====== READING PASSAGE

Top chefs' recipes for Mother's Day

Singapore’s top chefs pay tribute to the first love of their lives with heartwarming dishes
May 8, 2020 5:50 AM

''EVEN BAD MEN love their Mommas,'' growls Russell Crowe's outlaw character Ben Wade in the movie 3:10 to Yuma, when he pushes a guy off a cliff for cursing his own mother.

While wives and girlfriends may occasionally sigh, there's no denying the bond between mothers and sons, whatever their occupation. Here, though, we look at mothers and their chef offspring, namely some of Singapore's top talents who credit them for shaping their paths in life. And what better way to pay tribute to their First Lady but to ask these Mummy's boys - and one Mummy's girl - to share a comforting recipe that they would make and which the homebound rest of us can easily replicate for our own families this Mother's Day weekend.

JULIEN ROYER

By day he is the chef-owner of the three Michelin-starred restaurant Odette, commanding a large team turning out next-level fine dining French cuisine. But at heart, he's a country boy with fond memories of his mother Claudine's pâté de pommes de terre (a hearty savoury potato pie), braised rabbit in mustard and stuffed cabbage, among other rustic favourites he enjoyed on the family farm in Cantal, Auvergne, in central France.

''There's nothing like her cooking,'' says Chef Royer. ''I wish I knew half of what my Mum knows. She's also a fantastic baker and she even makes her own cheese and honey.''

He reckons he inherited his love for the land from her.

============

ACTIONS TO TAKE:
a - According to the Mother's Day recipes article, where was the family farm on which Julien Royer grew up?
b - Carry on the article about chefs' Mother's Day recipes from its last sentence.
The material that comes after this sentence is separate from the article on chefs' Mother's Day recipes.

====== LISTED RECORDS

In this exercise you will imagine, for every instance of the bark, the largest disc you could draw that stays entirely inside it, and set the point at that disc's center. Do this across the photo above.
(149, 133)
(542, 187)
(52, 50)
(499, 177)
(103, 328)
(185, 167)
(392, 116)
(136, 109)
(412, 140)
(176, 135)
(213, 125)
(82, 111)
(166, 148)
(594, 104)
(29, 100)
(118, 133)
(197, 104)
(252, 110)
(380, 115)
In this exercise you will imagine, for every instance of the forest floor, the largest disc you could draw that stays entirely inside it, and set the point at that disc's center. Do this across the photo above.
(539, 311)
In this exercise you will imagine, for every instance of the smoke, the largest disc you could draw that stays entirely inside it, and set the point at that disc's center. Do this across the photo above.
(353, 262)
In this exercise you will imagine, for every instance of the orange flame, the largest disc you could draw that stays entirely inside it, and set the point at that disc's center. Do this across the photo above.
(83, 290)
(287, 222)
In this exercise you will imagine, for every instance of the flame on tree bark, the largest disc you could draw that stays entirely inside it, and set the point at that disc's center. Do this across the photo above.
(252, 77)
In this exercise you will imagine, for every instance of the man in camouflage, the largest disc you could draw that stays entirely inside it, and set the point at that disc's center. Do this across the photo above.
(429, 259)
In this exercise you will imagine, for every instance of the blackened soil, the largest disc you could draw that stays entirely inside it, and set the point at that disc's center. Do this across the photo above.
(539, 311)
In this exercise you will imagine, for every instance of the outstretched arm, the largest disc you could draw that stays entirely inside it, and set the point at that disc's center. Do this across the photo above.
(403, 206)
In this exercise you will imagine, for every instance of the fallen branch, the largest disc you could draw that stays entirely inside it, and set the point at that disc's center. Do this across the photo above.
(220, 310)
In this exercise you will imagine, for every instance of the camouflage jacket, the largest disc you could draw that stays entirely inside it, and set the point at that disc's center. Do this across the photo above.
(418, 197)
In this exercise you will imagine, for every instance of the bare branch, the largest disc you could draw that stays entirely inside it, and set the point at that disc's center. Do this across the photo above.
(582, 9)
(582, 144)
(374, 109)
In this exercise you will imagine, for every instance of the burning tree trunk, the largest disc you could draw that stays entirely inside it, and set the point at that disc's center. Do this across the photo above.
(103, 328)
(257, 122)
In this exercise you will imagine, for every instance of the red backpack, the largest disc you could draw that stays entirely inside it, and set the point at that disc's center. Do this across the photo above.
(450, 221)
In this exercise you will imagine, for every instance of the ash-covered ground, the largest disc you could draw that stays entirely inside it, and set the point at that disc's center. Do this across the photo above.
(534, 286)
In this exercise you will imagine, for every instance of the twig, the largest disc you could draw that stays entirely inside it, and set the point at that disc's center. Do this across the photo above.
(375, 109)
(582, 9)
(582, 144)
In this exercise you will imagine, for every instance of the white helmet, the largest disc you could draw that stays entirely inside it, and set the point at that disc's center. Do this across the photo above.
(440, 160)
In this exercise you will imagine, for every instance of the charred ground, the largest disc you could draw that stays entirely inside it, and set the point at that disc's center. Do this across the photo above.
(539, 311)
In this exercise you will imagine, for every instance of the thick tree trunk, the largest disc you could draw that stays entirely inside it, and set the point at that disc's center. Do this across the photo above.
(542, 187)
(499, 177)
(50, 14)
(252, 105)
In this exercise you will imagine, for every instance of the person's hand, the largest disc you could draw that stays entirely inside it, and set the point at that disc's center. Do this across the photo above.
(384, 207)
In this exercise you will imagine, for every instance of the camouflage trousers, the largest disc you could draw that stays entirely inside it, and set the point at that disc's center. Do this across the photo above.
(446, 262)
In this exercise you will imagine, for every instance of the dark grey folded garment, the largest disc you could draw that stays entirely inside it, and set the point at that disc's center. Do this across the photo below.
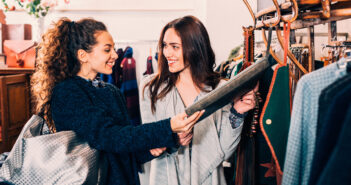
(242, 83)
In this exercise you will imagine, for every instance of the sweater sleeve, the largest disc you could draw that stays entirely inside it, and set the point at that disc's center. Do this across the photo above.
(72, 109)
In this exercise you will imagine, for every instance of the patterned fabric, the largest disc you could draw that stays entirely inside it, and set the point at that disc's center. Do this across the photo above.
(99, 116)
(302, 132)
(214, 140)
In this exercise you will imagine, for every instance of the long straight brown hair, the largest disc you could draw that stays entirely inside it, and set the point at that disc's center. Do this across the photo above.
(197, 53)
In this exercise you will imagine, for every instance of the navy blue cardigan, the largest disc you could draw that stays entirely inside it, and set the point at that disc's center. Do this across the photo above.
(99, 116)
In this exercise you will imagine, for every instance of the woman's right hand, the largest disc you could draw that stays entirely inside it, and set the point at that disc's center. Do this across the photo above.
(180, 124)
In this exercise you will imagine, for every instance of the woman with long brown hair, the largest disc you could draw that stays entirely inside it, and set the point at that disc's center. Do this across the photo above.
(185, 74)
(68, 97)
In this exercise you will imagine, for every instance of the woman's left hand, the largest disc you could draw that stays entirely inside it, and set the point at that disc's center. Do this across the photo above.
(246, 102)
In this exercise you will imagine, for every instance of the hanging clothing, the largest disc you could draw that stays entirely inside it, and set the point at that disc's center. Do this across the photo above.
(334, 102)
(129, 87)
(117, 69)
(302, 132)
(338, 168)
(149, 68)
(214, 140)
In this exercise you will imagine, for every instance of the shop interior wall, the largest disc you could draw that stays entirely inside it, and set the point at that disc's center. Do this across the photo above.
(140, 28)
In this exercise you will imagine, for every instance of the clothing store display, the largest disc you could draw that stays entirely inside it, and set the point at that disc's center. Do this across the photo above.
(302, 131)
(99, 116)
(338, 168)
(334, 103)
(107, 78)
(129, 86)
(149, 69)
(214, 140)
(52, 158)
(275, 118)
(236, 87)
(117, 72)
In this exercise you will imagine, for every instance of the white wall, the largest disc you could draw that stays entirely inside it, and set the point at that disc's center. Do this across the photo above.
(140, 27)
(129, 25)
(225, 19)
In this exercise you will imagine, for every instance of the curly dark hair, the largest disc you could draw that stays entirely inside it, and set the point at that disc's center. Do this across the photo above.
(197, 53)
(57, 59)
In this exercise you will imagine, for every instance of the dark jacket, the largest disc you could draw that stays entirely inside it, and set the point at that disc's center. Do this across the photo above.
(99, 116)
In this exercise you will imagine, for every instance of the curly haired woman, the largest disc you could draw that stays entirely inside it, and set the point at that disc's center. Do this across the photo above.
(69, 58)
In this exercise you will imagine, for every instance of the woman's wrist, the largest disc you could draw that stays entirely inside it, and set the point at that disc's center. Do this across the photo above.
(237, 113)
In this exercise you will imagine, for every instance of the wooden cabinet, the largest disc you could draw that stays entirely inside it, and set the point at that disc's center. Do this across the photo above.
(15, 108)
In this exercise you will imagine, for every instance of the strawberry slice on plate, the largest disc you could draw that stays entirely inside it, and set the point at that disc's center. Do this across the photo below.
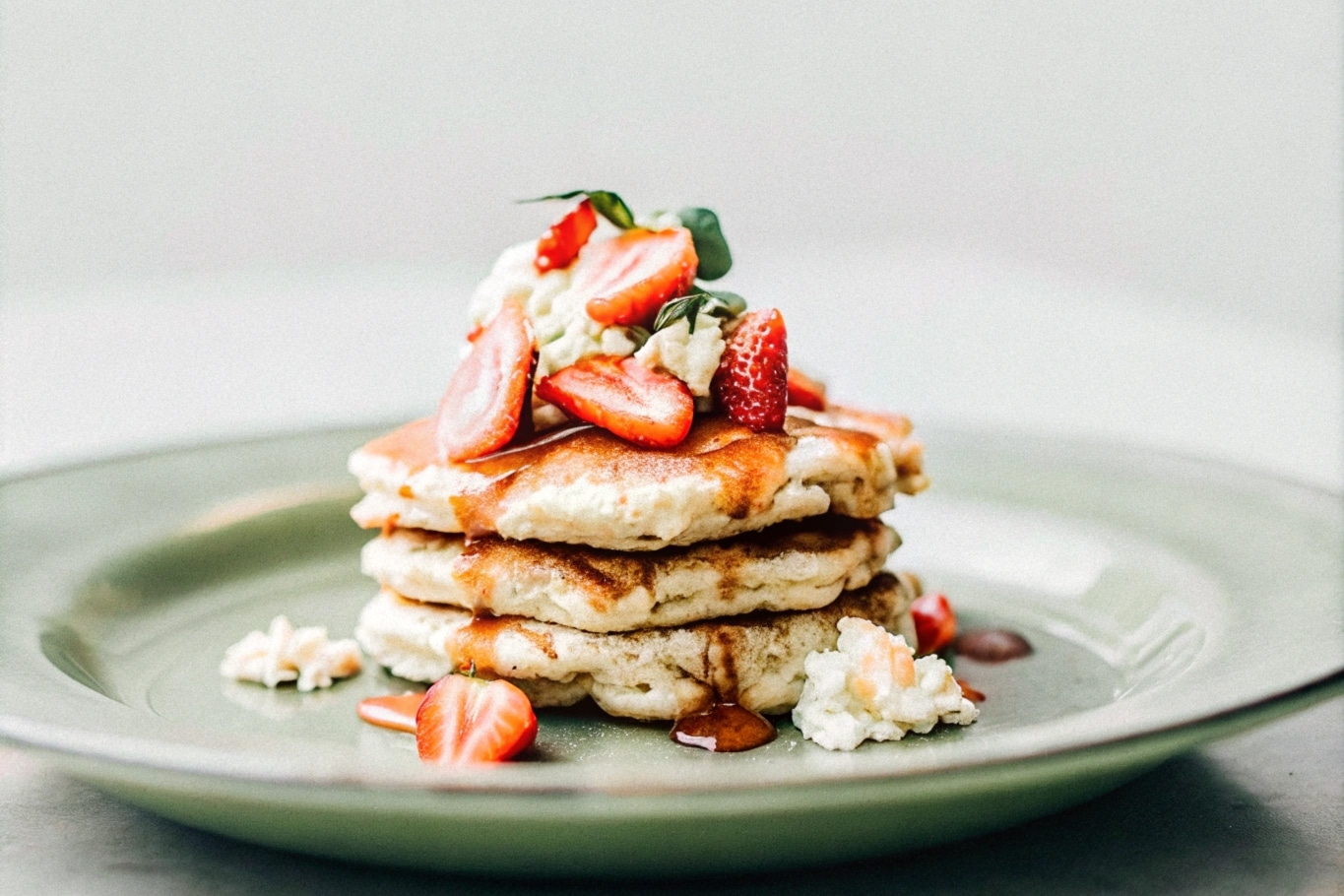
(935, 622)
(560, 244)
(467, 720)
(622, 397)
(751, 383)
(805, 391)
(484, 399)
(630, 276)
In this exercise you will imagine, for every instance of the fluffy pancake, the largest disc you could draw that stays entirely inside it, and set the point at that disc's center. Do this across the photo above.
(792, 566)
(655, 673)
(584, 485)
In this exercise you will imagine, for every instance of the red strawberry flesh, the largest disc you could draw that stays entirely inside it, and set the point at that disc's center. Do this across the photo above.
(935, 622)
(622, 397)
(560, 244)
(471, 720)
(633, 275)
(482, 403)
(751, 383)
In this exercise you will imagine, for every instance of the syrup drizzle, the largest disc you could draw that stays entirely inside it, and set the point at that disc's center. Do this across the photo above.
(726, 727)
(393, 711)
(992, 645)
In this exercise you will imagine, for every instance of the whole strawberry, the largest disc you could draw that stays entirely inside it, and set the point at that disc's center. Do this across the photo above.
(751, 383)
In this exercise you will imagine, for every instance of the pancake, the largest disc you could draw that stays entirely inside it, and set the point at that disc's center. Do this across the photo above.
(792, 566)
(655, 673)
(584, 485)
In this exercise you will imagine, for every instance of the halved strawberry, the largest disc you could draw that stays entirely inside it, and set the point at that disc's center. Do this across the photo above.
(465, 719)
(630, 276)
(935, 622)
(624, 397)
(560, 244)
(805, 391)
(751, 383)
(482, 403)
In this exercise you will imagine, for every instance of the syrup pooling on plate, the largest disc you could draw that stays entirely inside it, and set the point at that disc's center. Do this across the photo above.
(725, 727)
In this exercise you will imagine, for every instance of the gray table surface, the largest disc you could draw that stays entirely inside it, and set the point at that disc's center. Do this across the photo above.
(1261, 814)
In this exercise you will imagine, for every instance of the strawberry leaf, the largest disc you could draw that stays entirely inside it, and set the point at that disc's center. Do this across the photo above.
(689, 306)
(604, 203)
(713, 250)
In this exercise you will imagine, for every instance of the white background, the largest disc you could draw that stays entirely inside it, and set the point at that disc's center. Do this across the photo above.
(1111, 220)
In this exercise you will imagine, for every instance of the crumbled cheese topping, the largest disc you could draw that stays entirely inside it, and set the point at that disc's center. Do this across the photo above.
(691, 357)
(286, 653)
(872, 688)
(564, 334)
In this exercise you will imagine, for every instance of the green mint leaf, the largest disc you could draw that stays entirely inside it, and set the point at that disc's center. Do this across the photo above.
(729, 304)
(713, 250)
(719, 304)
(687, 306)
(604, 203)
(639, 335)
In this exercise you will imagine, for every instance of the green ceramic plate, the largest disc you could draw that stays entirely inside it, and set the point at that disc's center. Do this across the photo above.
(1170, 602)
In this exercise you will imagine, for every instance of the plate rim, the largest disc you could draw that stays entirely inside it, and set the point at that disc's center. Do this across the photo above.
(144, 751)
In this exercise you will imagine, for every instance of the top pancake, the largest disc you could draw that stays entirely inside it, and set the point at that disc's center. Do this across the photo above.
(582, 485)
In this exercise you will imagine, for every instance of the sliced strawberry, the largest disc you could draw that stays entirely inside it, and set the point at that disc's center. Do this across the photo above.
(465, 719)
(935, 623)
(482, 403)
(560, 244)
(751, 383)
(805, 391)
(630, 276)
(624, 397)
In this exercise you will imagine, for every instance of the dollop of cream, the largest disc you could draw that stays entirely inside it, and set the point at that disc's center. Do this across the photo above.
(691, 357)
(284, 653)
(872, 688)
(564, 334)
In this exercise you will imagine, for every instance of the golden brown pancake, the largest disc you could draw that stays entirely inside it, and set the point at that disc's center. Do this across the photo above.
(754, 660)
(792, 566)
(584, 485)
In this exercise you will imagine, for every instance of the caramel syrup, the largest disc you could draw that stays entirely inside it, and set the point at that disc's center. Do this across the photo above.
(971, 693)
(725, 729)
(393, 711)
(992, 645)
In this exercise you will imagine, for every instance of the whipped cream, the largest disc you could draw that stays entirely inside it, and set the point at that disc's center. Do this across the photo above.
(286, 653)
(564, 334)
(872, 688)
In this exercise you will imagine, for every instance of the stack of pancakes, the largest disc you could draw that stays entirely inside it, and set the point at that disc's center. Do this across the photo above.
(658, 582)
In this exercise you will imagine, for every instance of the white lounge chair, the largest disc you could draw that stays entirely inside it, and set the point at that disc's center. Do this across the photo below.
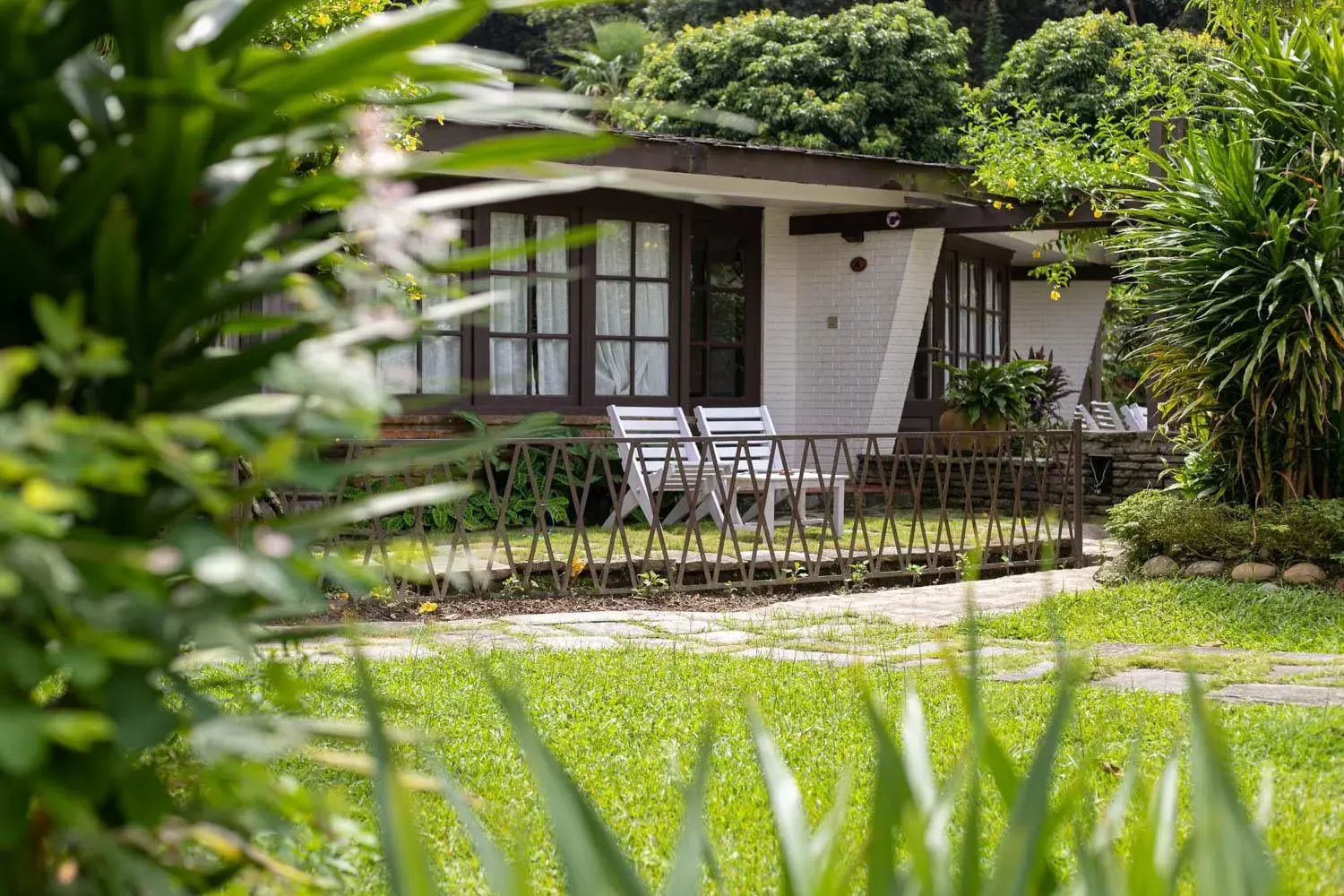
(758, 465)
(655, 466)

============

RESPONSES PER TASK:
a - Cantal, Auvergne, in central France.

b -
''My mum is one of the kindest souls. She always had a special affinity for nature and she showed us the importance of respecting it. I have fond memories of being out on the farm, helping her with seeding, gardening and feeding our animals. She's taught me so much about life, even now.''

She was always supportive of his decision to be a chef, even though ''it saddens her that I'm far away from home'' but she is still ''my biggest cheerleader today''.

She clearly looks forward to seeing him at least once every year, when he makes a point to visit home. ''After a long 13-hour flight, train ride and drive, the excitement of eating my Mum's cooking again is indescribable.'' And when he's in Singapore, he calls home at least once a week. ''Sometimes, she surprises me by calling to ask me questions about cooking. It always makes me laugh as I remind her she knows much more than I do!'' As a child on Mother's Day, he taught himself to make choux à la crème (French cream puffs) and surprised her with it. Now, he calls and sends her flowers. ''She loves all kinds of flowers!''

His chosen Mother's Day recipe is his mother's Le Pâté De Pommes De Terre, a hearty pie of sliced French potatoes cooked in cream, layered with pancetta and enveloped in puff pastry. ''It's a traditional, rustic speciality from the Massif Central of France. My Mum made this all the time when I was a child and it brings back many fond memories of my childhood with her.''

Recipe

Le Pâté De Pommes De Terre

INGREDIENTS
(Serves 8)
Potatoes - 1.5kg (Belle de
Fontenay or Charlotte)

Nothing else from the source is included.